◆ Textauszug

Auch die Mitgliederbefragung über die Schlichtungsempfehlung, an der sich nur ca. 27 % der organisierten Kolleg:innen überhaupt beteiligt haben, mit einer schlechten Zustimmung von 66 % zeigt, dass es eine große Unzufriedenheit mit dem Ergebnis gab.
Alle Kolleg:innen wissen aus eigener Erfahrung, dass das Ergebnis einer Tarifrunde durch die Kampfkraft in den Betrieben und eine konsequente Strategie zur Durchsetzung der Forderungen bestimmt wird. Die Verhandlungen, die Entscheidung über eine Annahme oder Fortsetzung der Auseinandersetzung, Streiks usw. muss in den Händen der Beschäftigten liegen.
Diese Tarifrunde hat noch einmal deutlich gezeigt, dass von dieser Schlichtungsvereinbarung einzig und allein die Arbeitgeberseite profitiert: Durch das wochenlange Schlichtungsverfahren, während dem Friedenspflicht besteht, schwindet die Mobilisierungskraft. Gleichzeitig wächst der öffentliche Druck – sobald ein Schlichterspruch verkündet wird – zur Annahme dessen enorm. Die Aufnahme des Erzwingungsstreiks nach der Schlichtung und damit die Chance, ein besseres Ergebnis durchzusetzen, wird somit enorm erschwert und letztendlich verhindert.

◆ Deine Aufgabe
Wiederhole den obigen Textauszug zur Schlichtung vollständig und ohne jede Änderung.

◆ Gezeigtes Material
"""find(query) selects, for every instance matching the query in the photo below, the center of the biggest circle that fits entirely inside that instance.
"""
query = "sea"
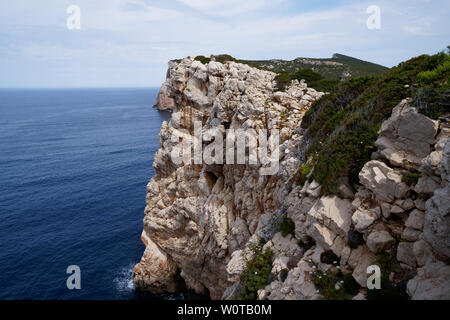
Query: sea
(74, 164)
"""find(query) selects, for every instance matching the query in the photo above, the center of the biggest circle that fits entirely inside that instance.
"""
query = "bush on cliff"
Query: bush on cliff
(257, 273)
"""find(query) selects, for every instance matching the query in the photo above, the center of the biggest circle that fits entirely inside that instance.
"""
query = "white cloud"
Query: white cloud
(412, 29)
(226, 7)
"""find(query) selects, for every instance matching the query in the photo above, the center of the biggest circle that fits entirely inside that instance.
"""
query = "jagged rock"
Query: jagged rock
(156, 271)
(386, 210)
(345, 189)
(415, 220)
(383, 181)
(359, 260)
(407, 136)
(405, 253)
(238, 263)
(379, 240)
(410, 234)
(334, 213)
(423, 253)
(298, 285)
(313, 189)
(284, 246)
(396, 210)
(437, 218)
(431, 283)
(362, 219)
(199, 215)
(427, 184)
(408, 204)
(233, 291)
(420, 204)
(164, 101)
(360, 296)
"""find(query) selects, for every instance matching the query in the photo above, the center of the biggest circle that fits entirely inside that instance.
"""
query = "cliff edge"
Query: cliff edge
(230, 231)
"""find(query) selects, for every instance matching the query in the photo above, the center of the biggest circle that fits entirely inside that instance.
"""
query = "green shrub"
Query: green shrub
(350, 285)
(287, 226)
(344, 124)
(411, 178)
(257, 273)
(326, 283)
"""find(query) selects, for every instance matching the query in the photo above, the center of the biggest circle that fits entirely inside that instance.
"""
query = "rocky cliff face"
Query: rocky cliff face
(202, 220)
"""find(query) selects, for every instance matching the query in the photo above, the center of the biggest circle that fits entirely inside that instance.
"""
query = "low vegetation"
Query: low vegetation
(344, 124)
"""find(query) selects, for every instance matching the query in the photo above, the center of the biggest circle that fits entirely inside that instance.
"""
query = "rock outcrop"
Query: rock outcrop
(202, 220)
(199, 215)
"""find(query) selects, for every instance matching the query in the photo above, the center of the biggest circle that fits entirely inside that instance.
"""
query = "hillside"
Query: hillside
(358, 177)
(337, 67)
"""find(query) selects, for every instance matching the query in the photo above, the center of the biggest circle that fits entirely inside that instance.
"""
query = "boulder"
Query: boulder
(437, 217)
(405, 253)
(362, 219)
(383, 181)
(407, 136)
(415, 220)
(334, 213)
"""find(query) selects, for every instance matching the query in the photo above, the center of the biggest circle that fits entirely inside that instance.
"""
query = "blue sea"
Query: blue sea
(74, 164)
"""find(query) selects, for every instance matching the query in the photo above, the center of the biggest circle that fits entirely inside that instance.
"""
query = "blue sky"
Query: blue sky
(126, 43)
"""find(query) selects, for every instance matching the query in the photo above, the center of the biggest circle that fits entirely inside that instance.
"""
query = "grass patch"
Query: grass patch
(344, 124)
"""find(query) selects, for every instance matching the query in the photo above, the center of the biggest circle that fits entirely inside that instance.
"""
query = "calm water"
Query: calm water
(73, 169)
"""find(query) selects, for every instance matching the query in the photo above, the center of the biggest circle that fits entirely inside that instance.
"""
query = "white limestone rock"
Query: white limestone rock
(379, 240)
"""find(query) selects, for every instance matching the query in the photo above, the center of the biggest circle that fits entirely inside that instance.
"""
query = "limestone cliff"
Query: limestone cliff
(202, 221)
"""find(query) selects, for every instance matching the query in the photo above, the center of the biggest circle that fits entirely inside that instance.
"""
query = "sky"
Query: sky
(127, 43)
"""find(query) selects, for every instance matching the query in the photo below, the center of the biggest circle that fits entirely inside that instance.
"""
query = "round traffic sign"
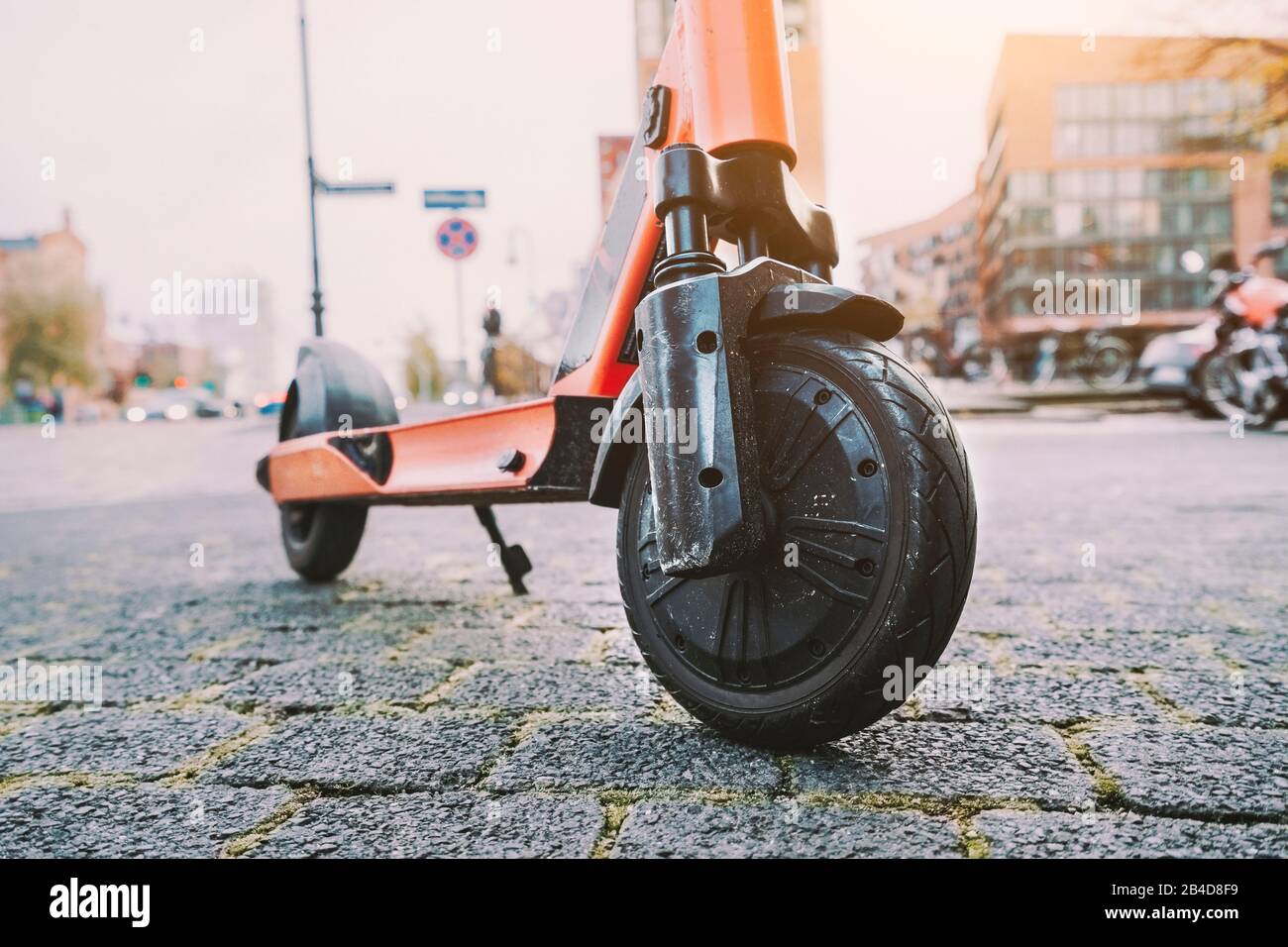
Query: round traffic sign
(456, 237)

◆ Fertige Antwort
Auch die Mitgliederbefragung über die Schlichtungsempfehlung, an der sich nur ca. 27 % der organisierten Kolleg:innen überhaupt beteiligt haben, mit einer schlechten Zustimmung von 66 % zeigt, dass es eine große Unzufriedenheit mit dem Ergebnis gab.
Alle Kolleg:innen wissen aus eigener Erfahrung, dass das Ergebnis einer Tarifrunde durch die Kampfkraft in den Betrieben und eine konsequente Strategie zur Durchsetzung der Forderungen bestimmt wird. Die Verhandlungen, die Entscheidung über eine Annahme oder Fortsetzung der Auseinandersetzung, Streiks usw. muss in den Händen der Beschäftigten liegen.
Diese Tarifrunde hat noch einmal deutlich gezeigt, dass von dieser Schlichtungsvereinbarung einzig und allein die Arbeitgeberseite profitiert: Durch das wochenlange Schlichtungsverfahren, während dem Friedenspflicht besteht, schwindet die Mobilisierungskraft. Gleichzeitig wächst der öffentliche Druck – sobald ein Schlichterspruch verkündet wird – zur Annahme dessen enorm. Die Aufnahme des Erzwingungsstreiks nach der Schlichtung und damit die Chance, ein besseres Ergebnis durchzusetzen, wird somit enorm erschwert und letztendlich verhindert.